=== Task objective ===
Count the lines of the data below that contain the string "item", and reply with the number alone.

----- Rows -----

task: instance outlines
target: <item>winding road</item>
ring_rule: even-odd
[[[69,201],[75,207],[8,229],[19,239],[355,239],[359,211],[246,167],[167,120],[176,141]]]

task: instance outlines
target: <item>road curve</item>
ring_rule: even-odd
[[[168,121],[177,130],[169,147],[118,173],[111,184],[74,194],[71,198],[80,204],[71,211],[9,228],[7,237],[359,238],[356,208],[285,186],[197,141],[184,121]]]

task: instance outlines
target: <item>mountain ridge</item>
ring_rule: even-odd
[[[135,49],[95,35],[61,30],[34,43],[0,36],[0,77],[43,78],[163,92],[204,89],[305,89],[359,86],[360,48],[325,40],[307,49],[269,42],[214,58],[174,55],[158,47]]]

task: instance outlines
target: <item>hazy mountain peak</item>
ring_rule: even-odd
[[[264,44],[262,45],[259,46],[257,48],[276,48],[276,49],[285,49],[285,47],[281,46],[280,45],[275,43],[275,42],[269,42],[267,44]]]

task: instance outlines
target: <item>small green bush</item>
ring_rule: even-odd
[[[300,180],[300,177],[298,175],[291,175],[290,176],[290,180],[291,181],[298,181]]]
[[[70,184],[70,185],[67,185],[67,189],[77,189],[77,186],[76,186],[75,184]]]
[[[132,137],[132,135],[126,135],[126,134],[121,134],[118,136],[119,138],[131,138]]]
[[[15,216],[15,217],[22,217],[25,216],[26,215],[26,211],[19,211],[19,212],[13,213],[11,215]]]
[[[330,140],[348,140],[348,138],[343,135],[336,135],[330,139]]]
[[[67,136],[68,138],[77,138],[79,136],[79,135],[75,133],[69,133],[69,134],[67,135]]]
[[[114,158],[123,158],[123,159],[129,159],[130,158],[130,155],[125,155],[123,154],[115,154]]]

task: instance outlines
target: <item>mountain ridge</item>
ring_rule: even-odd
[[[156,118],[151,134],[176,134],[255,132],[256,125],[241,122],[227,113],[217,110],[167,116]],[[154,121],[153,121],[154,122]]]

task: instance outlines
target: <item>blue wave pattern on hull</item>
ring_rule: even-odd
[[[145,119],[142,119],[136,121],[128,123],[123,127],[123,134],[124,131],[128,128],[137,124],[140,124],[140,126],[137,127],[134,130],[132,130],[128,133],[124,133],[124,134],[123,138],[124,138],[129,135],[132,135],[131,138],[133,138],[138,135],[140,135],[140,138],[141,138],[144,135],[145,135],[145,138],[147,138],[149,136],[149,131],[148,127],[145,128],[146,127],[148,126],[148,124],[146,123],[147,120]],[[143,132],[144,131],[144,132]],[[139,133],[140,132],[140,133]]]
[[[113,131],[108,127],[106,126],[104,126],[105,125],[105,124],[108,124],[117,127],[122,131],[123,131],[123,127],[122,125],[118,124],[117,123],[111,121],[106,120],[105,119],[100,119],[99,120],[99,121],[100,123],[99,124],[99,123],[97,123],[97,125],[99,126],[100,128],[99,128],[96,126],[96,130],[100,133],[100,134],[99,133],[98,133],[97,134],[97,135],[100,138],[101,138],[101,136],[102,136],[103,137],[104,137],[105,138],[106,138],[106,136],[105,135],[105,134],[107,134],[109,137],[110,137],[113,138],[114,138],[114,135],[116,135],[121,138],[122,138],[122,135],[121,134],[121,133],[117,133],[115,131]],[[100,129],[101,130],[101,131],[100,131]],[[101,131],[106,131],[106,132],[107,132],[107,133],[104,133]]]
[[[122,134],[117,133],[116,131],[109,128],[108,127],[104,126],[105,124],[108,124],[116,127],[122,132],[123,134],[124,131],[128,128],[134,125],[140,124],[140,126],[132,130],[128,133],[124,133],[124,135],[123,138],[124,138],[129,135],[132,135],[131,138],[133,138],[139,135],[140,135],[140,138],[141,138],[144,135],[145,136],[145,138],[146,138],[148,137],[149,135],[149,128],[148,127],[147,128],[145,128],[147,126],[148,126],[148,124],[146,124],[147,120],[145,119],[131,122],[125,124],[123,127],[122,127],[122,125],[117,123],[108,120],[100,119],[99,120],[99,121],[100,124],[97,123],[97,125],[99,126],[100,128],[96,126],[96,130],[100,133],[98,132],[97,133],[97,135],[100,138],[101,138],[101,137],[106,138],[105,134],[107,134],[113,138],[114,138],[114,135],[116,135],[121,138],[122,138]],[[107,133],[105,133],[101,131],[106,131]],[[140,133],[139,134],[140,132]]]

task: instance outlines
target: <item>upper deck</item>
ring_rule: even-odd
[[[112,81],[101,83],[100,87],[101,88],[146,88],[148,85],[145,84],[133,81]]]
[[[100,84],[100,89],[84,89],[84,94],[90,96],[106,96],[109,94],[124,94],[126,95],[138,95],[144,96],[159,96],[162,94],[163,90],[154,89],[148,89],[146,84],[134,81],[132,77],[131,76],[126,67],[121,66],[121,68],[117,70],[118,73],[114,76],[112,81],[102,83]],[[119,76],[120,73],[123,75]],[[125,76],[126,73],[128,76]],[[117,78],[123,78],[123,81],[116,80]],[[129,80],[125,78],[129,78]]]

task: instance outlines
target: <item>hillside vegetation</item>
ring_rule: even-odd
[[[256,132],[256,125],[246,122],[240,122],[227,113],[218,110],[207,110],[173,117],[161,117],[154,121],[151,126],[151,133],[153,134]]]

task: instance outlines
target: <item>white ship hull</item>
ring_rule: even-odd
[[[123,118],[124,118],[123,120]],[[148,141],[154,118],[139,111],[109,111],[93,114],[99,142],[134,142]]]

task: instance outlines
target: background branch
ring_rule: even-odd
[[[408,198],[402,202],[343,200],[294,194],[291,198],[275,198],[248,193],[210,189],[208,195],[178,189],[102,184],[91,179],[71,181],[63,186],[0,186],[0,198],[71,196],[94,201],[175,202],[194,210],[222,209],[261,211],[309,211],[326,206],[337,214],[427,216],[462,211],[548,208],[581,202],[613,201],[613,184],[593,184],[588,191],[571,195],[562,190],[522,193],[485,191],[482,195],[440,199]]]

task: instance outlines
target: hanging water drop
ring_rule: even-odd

-----

=== Exercise solution ===
10